▶ Do this: Reproduce all the records below with every "no space by the comma" swapped for "no space after the comma" and everything else unchanged. Omit the pictures from the answer.
>> START Excerpted data
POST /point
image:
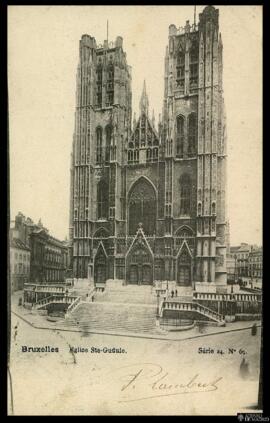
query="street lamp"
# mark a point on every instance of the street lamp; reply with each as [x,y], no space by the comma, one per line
[157,304]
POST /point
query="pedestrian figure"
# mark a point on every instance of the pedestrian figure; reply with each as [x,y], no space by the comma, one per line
[244,370]
[254,330]
[15,332]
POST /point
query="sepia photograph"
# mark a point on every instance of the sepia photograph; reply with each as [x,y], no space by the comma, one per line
[135,243]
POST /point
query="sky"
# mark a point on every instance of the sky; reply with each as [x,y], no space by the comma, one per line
[43,52]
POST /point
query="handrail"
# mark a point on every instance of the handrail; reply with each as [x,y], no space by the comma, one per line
[228,297]
[74,304]
[192,306]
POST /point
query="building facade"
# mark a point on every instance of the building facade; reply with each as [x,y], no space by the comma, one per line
[19,255]
[148,204]
[255,263]
[48,255]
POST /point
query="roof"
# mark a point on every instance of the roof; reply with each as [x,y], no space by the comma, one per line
[17,243]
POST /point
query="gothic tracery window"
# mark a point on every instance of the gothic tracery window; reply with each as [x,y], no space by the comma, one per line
[99,145]
[192,134]
[110,86]
[142,207]
[193,64]
[102,200]
[180,136]
[180,70]
[108,142]
[185,195]
[99,86]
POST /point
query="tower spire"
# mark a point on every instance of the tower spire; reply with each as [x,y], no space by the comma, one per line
[144,103]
>> END Excerpted data
▶ Solution to this exercise:
POST /point
image:
query="street lamp"
# mark a point on every instance of the street lamp; reply with each as [x,y], no space after the comma, one per line
[157,304]
POST /point
query="pedestrian figure"
# mark a point on every instance of the pedestrian figure; reply with each as [x,y], no space after the comma, one per line
[244,370]
[254,330]
[15,332]
POST /point
query="sepia photograph"
# mark a point on every instance of the sepia photograph; reply with each as [x,y], no space after the comma, one per line
[135,243]
POST /point
query="sky"
# mark a point on every instance of the sky; reply with each as [x,y], no space after the comma, one per line
[43,52]
POST /point
query="handrail"
# mark a point on every instance of the handrail; reply with each as [x,y], no space after the comma, one per line
[228,297]
[74,304]
[192,306]
POST /point
query="building facade"
# mark a point on every instance of the building facade; reply with each as [x,y], no space after the comma, one per line
[19,255]
[148,204]
[255,263]
[48,255]
POST /point
query="roof"
# mark a point on every instance of the roof; reply with each as [x,y], no space after the comma, one per line
[17,243]
POST /point
query="gothic tracery window"
# mark a point on every instance of the gothic tracery window; reply with each as [x,y], no space after the comma, one per line
[99,145]
[192,134]
[110,86]
[142,207]
[193,64]
[102,200]
[180,136]
[180,70]
[108,142]
[185,195]
[99,86]
POST /point
query="tower spire"
# mark a point on every instance of the tower spire; reply with each as [x,y], no space after the comma, one per line
[144,103]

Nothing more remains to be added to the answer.